## Records for processing

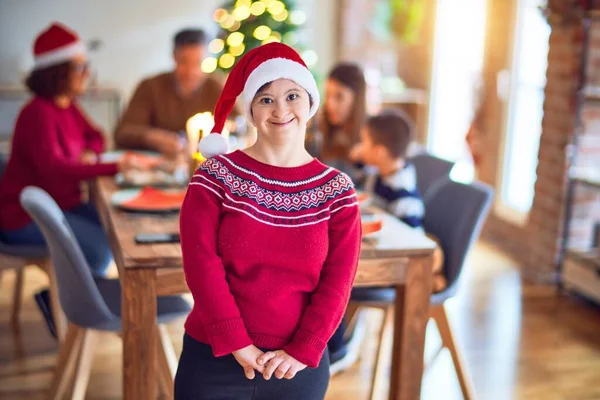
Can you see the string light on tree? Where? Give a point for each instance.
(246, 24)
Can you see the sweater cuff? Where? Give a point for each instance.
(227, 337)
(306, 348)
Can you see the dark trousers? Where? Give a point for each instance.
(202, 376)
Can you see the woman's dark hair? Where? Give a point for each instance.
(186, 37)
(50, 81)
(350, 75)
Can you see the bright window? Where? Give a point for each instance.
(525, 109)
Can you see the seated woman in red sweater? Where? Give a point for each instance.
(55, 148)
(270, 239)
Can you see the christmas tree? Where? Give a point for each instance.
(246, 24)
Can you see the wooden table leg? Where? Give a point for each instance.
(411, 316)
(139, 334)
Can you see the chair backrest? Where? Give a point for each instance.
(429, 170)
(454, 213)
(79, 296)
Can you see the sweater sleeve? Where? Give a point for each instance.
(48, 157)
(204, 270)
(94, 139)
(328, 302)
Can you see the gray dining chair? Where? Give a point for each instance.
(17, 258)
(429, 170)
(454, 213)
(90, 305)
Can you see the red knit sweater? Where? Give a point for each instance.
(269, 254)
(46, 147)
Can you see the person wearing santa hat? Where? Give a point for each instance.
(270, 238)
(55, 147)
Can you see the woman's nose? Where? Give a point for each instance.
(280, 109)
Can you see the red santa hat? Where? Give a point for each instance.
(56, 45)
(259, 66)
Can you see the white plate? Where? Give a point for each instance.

## Exercise prompt
Render all of the material above as a JSON list of strings, one string per line, with blank lines and the pictures left out.

## Response
[
  "Can you see the string light on tree? Where? Give a point for each instance.",
  "(246, 24)",
  "Can you see the sweater cuff? Where? Give a point for each instance.",
  "(227, 337)",
  "(306, 348)",
  "Can you see the dark trousers? Where? Give a point for each instance.",
  "(202, 376)",
  "Can you see the woman's dark hair? Where? Give a point for each instance.",
  "(186, 37)",
  "(50, 81)",
  "(350, 75)",
  "Can you see the bright window? Where? Give a point for each instance.",
  "(525, 109)",
  "Can you see the seated woman in red sweater? Where? Give a point for each instance.",
  "(55, 148)",
  "(270, 239)",
  "Can you see the christmas tree? Where? Give a point for each instance.",
  "(246, 24)",
  "Can you see the wooden table leg? Where? Give a point for each instance.",
  "(411, 316)",
  "(139, 334)",
  "Can you see the chair backrest? Where? Give a point for each instance.",
  "(429, 170)",
  "(454, 213)",
  "(79, 296)",
  "Can you see the sweater sleeve? Where? Give a point for each instance.",
  "(48, 157)",
  "(204, 270)",
  "(94, 139)",
  "(328, 302)",
  "Can you see the gray dining chair? Where? Give a point for each instance.",
  "(17, 258)",
  "(429, 170)",
  "(454, 213)",
  "(90, 305)",
  "Can you see the red knit sweater? Where? Give a point for each instance.",
  "(269, 254)",
  "(46, 147)",
  "Can you see the person wearing santa hat? Where? Give a point for each instance.",
  "(270, 238)",
  "(55, 147)",
  "Can you see the woman's nose? Where? Give a point for each instance.",
  "(280, 109)",
  "Can you see the red santa hat? Where? Give a point for each instance.",
  "(56, 45)",
  "(259, 66)",
  "Can you see the white plate? Where? Give a point for each instance."
]